§ Problem description
Every entry needs to be repeated exactly, with nothing left out.

§ Data records
____________

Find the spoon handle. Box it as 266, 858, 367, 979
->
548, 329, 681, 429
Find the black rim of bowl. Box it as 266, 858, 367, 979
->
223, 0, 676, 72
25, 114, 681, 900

____________

§ Exercise answer
Find the spoon handle. Box it as 266, 858, 367, 979
->
548, 329, 681, 429
Find the black rim of bowl. Box it as 266, 858, 367, 979
->
223, 0, 676, 72
25, 114, 681, 900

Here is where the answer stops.